··· Records shown

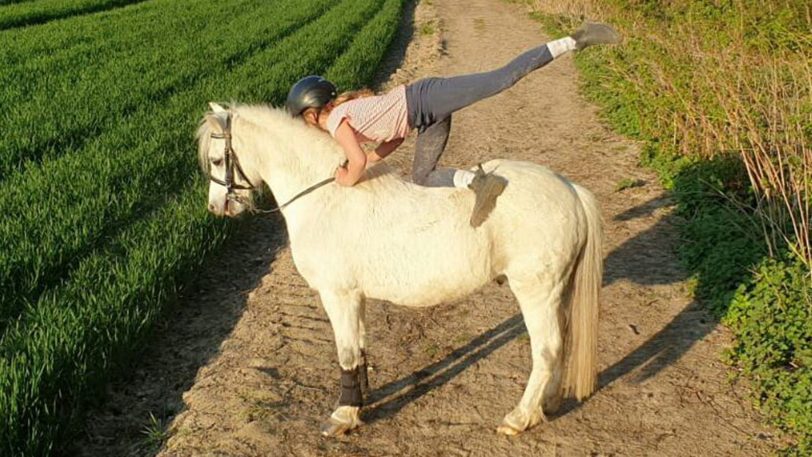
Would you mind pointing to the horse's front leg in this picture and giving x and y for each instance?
(344, 308)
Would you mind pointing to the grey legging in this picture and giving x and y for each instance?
(431, 101)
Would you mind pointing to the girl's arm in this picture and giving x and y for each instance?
(384, 149)
(356, 158)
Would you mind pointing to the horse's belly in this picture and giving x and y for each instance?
(426, 278)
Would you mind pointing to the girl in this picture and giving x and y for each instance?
(360, 117)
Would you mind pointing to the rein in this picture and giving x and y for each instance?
(232, 163)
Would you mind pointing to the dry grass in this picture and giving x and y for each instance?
(721, 79)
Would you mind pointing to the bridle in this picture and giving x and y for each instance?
(232, 164)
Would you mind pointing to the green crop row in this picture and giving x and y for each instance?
(84, 80)
(73, 335)
(12, 2)
(31, 13)
(90, 193)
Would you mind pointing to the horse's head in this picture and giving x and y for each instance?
(229, 188)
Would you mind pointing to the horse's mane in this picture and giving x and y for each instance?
(266, 118)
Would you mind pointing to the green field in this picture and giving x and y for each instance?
(105, 211)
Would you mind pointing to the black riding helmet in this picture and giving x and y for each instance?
(309, 92)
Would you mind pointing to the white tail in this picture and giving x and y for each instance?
(581, 340)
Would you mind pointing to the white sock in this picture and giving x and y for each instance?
(561, 46)
(462, 178)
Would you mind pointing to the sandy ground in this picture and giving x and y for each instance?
(246, 365)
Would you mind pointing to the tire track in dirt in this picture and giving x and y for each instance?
(443, 378)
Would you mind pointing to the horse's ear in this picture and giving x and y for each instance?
(216, 107)
(217, 121)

······

● **What is being asked**: Please format every line of the entries above as a JSON list of strings, one string per line, skipping any blank lines and leaving out the pictures.

● **Solution to this exercise**:
[
  "Would you mind pointing to the horse's front leg in this picture and giving x and y for each instance?",
  "(344, 308)",
  "Would you mind pointing to the grey legging in this picture and giving x and y for each instance?",
  "(431, 101)",
  "Would you mind pointing to the girl's arm in this picture and giving x and y for each instance?",
  "(384, 149)",
  "(356, 158)",
  "Would you mind pointing to the horse's belly in this picture and giving x and y for each instance?",
  "(426, 278)",
  "Would you mind pointing to the girl in this picture and giving x and y for each instance?",
  "(360, 117)",
  "Would you mind pointing to the rein in this picture and giving x and y for each instance?",
  "(232, 163)",
  "Would you mind pointing to the dry grass in this picture and giving x and y for each instance?",
  "(721, 79)",
  "Would you mind pointing to the bridle in this picture and giving x and y for each instance?",
  "(232, 164)",
  "Would you mind pointing to the green crop row in this picture and giving x and y for each instance?",
  "(84, 80)",
  "(73, 335)",
  "(12, 2)",
  "(31, 13)",
  "(90, 193)",
  "Would you mind pointing to the horse's head in this picture and giving x and y for each instance?",
  "(229, 188)",
  "Would you mind pointing to the horse's mane in this picture and giving x and y for each instance?",
  "(266, 118)",
  "Would you mind pointing to the green field in this picture and giving x and y for each instance?",
  "(105, 211)",
  "Would you mind pointing to the black riding helmet in this picture and giving x and y for each instance?",
  "(309, 92)",
  "Would you mind pointing to the white tail in this picture and giving x and y for each instance?",
  "(581, 340)",
  "Would you mind pointing to the white sock in this picture and giving x and y for each instance?",
  "(561, 46)",
  "(462, 178)",
  "Would you mind pointing to the sandy ground in this picture and giving x and y for each instance?",
  "(246, 365)",
  "Would you mind pointing to the tire track in dirt in this picture and giving x and y for each instance?",
  "(443, 378)",
  "Would you mind pointing to the horse's ear in this picture and giving x and y for each instance?",
  "(216, 107)",
  "(217, 121)"
]